** Data for review follows **

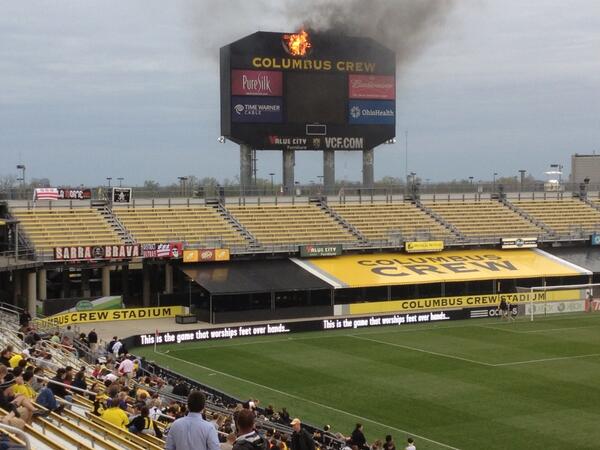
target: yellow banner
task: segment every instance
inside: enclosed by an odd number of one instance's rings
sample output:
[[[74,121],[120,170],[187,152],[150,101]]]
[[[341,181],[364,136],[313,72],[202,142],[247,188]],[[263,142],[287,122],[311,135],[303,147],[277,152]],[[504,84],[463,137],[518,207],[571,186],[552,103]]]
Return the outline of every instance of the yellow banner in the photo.
[[[543,303],[581,300],[584,293],[579,289],[564,291],[521,292],[518,294],[469,295],[462,297],[419,298],[415,300],[392,300],[389,302],[353,303],[350,314],[373,314],[401,311],[426,311],[432,309],[476,308],[497,306],[500,300],[508,303]]]
[[[109,309],[104,311],[80,311],[56,314],[41,319],[45,325],[69,325],[91,322],[112,322],[116,320],[163,319],[183,314],[183,306],[159,306],[156,308]]]
[[[441,252],[444,250],[444,241],[408,241],[404,243],[407,253]]]
[[[310,258],[303,264],[338,287],[572,276],[591,272],[540,250],[454,250]]]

** End of Data for review **

All of the data should be returned word for word, with each picture left out.

■ **Answer for the task**:
target: yellow banner
task: segment every instance
inside: enclosed by an odd number of one instance's rings
sample output:
[[[74,121],[120,170],[187,152],[150,101]]]
[[[341,181],[364,136],[313,72],[202,142],[247,188]],[[263,142],[287,122],[311,135],[303,147],[277,152]],[[504,84],[463,137],[518,207],[571,186],[552,103]]]
Return the outline of every instance of the yellow banner in the photo.
[[[543,303],[581,300],[584,293],[579,289],[564,291],[521,292],[518,294],[469,295],[462,297],[419,298],[415,300],[392,300],[389,302],[353,303],[350,314],[373,314],[401,311],[426,311],[432,309],[476,308],[497,306],[500,300],[508,303]]]
[[[109,309],[104,311],[80,311],[56,314],[41,319],[45,325],[69,325],[91,322],[112,322],[116,320],[163,319],[183,314],[183,306],[159,306],[156,308]]]
[[[441,252],[444,250],[444,241],[408,241],[404,243],[407,253]]]
[[[310,258],[303,264],[338,287],[572,276],[591,272],[540,250],[454,250]]]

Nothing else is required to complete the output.